TASK BRIEF: Show every line of the data below that contains the word "church", copying each such line in full.

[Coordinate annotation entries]
++++
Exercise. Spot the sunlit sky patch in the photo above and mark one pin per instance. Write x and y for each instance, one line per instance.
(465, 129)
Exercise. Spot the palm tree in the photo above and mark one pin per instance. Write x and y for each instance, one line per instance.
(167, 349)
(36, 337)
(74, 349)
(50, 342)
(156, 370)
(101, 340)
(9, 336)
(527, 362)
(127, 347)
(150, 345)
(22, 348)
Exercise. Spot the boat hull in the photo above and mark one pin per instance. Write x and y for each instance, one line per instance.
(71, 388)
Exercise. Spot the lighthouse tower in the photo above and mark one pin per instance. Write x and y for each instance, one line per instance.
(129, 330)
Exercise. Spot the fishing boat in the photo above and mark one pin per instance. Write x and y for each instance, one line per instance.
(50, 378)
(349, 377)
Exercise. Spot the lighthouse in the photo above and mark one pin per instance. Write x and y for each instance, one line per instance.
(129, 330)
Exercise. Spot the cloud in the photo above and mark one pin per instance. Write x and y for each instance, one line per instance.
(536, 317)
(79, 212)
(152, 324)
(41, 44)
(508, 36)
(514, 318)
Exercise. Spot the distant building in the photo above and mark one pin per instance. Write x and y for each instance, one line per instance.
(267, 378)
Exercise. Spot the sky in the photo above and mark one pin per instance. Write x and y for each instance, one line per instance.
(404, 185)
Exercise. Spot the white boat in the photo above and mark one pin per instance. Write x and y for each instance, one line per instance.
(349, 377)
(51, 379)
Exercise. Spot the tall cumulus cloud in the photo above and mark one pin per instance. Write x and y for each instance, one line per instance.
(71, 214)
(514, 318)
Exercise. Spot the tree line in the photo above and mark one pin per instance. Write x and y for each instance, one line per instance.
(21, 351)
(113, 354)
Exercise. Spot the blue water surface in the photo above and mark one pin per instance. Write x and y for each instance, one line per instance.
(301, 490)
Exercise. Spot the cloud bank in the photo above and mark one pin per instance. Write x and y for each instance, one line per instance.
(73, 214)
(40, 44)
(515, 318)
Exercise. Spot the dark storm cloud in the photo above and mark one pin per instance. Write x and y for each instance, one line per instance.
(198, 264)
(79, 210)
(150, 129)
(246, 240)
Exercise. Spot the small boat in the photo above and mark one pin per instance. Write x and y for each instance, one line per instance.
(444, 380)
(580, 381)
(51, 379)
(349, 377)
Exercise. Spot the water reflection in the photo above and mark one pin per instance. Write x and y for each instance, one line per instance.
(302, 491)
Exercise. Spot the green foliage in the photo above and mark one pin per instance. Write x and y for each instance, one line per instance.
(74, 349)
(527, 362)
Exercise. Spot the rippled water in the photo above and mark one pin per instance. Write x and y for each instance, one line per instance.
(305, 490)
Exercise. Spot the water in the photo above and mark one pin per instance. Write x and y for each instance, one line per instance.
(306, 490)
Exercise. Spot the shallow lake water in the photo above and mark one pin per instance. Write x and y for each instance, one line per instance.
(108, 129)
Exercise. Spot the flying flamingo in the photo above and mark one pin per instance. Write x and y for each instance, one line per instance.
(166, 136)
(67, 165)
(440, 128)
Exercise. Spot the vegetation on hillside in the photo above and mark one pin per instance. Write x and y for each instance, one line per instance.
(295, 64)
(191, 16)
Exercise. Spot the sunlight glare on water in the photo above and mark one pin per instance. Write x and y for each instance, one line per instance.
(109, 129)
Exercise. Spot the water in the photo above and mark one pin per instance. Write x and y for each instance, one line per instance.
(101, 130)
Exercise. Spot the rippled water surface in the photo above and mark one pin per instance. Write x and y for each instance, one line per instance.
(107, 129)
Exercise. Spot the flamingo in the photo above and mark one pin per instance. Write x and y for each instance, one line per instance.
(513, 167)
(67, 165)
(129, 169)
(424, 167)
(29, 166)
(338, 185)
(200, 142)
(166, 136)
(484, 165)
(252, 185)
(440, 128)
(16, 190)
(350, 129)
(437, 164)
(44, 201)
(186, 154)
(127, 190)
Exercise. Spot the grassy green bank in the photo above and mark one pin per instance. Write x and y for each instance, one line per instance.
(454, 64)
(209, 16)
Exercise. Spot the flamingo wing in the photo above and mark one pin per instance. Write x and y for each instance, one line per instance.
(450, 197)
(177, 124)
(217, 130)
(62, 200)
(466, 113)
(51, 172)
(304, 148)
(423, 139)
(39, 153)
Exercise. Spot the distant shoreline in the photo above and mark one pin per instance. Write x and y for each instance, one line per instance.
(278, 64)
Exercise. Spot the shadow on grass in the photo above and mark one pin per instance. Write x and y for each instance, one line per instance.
++++
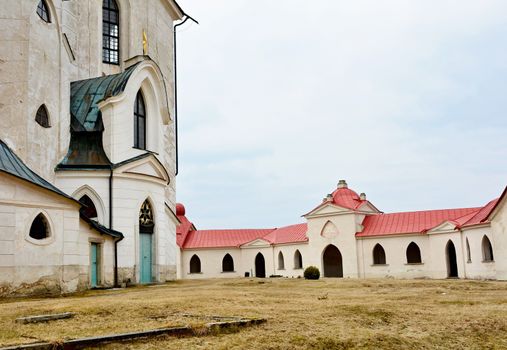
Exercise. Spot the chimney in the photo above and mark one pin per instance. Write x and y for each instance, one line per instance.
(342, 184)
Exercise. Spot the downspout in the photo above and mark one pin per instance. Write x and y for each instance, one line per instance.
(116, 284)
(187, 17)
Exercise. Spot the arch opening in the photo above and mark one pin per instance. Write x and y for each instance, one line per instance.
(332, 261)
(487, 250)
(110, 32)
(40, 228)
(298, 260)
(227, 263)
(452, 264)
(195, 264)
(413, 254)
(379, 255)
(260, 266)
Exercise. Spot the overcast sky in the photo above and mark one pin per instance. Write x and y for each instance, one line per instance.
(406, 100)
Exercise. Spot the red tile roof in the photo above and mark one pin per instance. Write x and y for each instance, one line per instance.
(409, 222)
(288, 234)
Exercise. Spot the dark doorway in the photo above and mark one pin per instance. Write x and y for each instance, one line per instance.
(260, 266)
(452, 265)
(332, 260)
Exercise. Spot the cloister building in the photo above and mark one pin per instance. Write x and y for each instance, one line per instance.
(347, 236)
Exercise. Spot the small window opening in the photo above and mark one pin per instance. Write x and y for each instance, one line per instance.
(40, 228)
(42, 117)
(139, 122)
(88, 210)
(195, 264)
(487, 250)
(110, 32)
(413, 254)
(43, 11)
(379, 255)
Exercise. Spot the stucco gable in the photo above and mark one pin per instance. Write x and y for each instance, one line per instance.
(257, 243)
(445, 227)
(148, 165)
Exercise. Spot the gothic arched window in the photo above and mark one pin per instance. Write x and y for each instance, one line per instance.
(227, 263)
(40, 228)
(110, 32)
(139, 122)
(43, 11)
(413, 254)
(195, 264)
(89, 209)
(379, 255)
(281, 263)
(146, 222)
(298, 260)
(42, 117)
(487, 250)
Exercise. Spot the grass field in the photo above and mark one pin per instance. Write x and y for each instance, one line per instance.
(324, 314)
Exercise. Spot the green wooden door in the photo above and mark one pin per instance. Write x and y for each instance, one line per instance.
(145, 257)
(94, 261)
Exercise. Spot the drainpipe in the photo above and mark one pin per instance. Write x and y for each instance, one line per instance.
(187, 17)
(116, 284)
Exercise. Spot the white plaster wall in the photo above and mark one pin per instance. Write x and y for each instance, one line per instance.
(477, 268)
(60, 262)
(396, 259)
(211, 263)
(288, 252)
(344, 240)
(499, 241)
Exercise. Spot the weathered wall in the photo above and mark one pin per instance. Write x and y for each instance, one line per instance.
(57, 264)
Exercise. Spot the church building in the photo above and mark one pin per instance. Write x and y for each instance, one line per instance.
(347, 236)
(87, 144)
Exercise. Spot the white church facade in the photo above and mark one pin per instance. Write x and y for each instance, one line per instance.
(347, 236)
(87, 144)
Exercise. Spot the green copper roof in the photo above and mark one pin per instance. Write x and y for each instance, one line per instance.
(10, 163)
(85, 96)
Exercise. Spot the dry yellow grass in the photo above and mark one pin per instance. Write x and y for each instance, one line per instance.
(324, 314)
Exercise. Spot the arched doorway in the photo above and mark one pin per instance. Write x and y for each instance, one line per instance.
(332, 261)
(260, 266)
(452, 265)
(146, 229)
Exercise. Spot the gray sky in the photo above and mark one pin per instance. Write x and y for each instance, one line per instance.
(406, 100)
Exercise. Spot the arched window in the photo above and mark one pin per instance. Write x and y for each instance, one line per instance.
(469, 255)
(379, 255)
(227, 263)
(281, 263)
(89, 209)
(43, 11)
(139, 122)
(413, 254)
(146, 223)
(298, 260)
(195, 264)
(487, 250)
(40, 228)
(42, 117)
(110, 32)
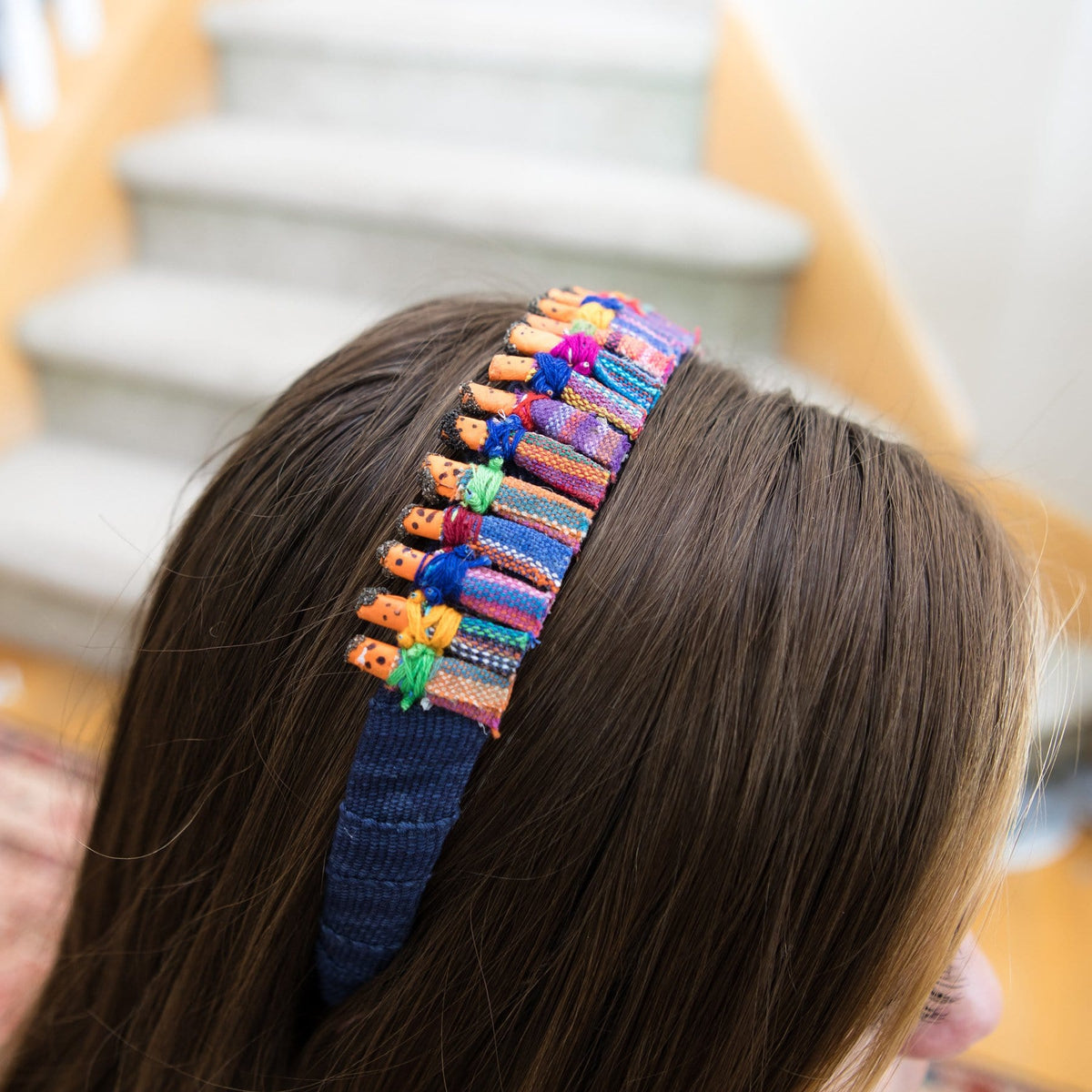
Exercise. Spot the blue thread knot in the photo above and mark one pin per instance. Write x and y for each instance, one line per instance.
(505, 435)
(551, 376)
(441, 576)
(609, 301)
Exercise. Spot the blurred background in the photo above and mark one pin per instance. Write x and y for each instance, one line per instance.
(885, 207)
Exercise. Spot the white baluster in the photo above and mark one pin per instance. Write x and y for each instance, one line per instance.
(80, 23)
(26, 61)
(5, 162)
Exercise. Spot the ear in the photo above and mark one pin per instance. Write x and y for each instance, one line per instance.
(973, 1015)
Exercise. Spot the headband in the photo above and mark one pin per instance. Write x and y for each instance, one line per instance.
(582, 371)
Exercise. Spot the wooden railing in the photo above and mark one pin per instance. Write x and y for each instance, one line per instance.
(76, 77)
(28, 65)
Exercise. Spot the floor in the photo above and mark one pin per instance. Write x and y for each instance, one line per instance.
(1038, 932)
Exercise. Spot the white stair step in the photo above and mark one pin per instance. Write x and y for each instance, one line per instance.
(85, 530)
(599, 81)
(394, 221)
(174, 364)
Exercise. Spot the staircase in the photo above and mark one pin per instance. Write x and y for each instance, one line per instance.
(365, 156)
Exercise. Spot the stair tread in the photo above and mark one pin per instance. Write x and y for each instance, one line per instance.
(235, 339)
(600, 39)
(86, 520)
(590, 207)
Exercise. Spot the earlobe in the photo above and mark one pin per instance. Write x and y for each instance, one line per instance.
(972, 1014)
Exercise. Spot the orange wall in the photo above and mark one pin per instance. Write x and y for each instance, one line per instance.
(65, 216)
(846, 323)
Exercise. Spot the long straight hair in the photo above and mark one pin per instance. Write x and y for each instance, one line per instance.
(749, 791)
++++
FULL RESPONSE:
Exercise. Spot the church building in the photo above and mark one pin per instance. Write x and y for each instance, one line per instance.
Exercise. Spot the white church facade in the photo above and mark one pin per instance. Write x and y for each instance, one line per instance.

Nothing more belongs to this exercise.